▶ [SHORT TASK] Rewrite the lines below with "warehouse" swapped for "storage depot" wherever it occurs, leaving everything else unchanged. Omit the pictures from your answer.

▶ [Some records]
▽
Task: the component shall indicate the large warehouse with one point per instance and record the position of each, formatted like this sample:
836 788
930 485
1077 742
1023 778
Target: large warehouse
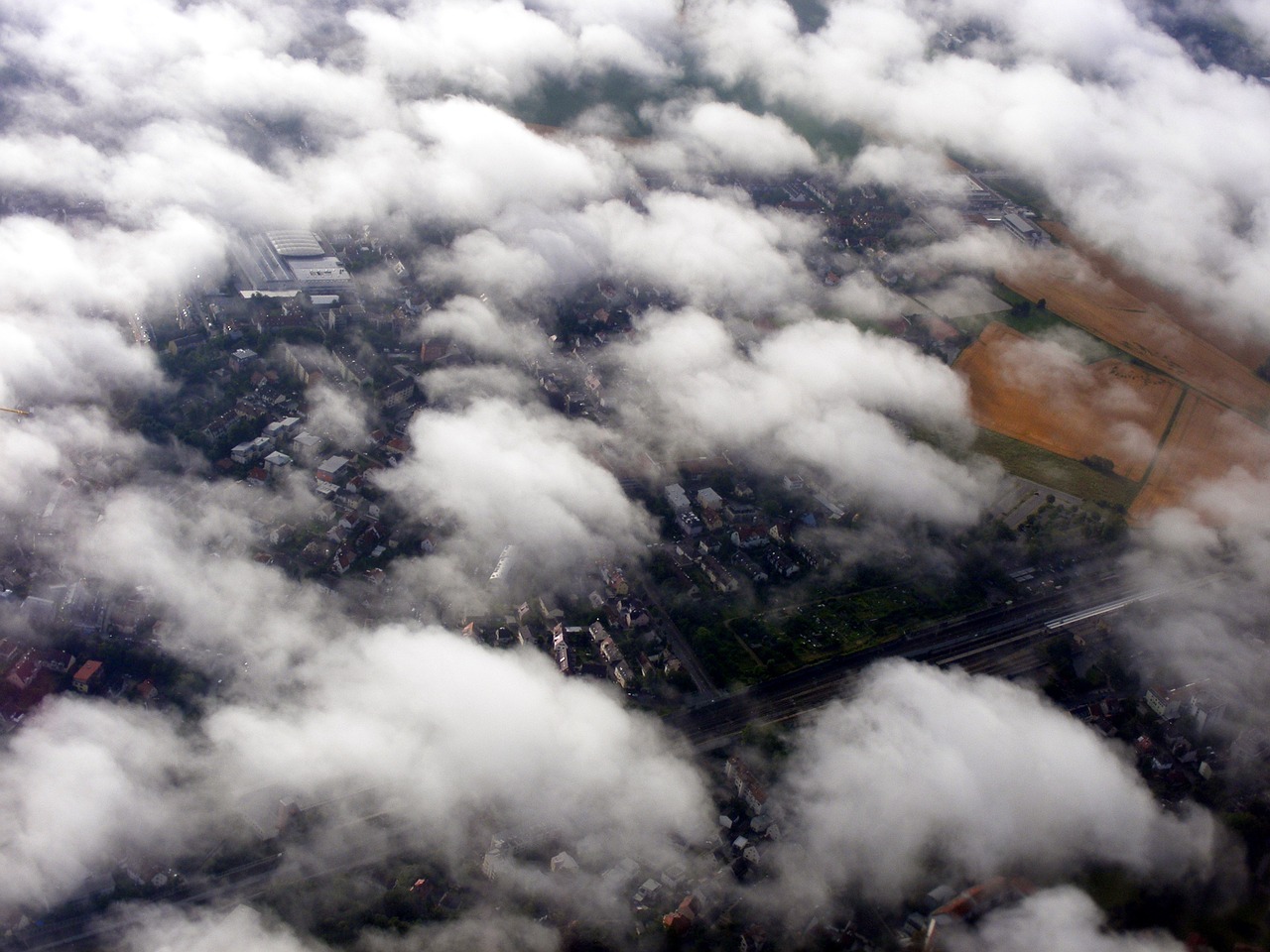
△
▶ [EXERCISE ANSWER]
Task: the component shall indicate the large storage depot with one point per instance and record the position of each, formatted like this sample:
836 788
930 485
1077 742
1023 778
Target: large storage depot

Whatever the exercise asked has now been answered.